--- begin ---
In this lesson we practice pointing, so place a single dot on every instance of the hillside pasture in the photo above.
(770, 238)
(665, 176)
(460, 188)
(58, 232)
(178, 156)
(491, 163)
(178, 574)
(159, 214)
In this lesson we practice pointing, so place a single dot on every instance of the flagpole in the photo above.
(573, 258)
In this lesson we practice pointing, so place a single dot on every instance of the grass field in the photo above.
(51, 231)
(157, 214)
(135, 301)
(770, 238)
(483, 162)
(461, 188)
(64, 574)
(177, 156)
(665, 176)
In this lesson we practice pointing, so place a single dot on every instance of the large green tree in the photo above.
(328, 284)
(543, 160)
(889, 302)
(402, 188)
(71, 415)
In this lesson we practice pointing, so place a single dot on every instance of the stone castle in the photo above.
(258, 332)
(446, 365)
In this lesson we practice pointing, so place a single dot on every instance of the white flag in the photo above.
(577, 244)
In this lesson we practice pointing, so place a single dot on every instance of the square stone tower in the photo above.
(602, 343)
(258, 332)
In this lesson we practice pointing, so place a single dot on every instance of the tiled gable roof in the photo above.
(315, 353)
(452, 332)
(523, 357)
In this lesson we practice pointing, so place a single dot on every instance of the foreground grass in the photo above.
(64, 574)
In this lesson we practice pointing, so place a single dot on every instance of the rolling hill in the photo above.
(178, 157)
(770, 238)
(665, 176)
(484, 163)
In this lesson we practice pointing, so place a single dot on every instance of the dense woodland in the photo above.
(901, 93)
--- end ---
--- begin ---
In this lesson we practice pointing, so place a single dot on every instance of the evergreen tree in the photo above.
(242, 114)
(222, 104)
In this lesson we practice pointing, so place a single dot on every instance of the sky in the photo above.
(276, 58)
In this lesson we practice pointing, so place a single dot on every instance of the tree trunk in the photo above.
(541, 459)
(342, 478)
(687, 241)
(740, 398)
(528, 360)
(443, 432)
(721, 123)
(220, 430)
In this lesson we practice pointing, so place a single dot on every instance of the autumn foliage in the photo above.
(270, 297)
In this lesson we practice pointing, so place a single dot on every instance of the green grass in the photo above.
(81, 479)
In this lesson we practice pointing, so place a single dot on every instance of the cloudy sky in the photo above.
--- end ---
Aim
Reproduce the records starting at the line that contains "foliage in the photo above." and ending at the line that contains "cloudy sky in the photo above.", with "autumn foliage" renamed to "fall foliage" and nothing else altered.

Correct result
In this lesson we practice pointing, so place a single dot on every instance of the fall foliage in the photo above.
(270, 297)
In this lesson we practice pointing, so place a single dot on every instance of the green grass in the photo above.
(81, 479)
In this lesson we practice pointing, so place a single dot on every instance of the cloudy sky in the photo above.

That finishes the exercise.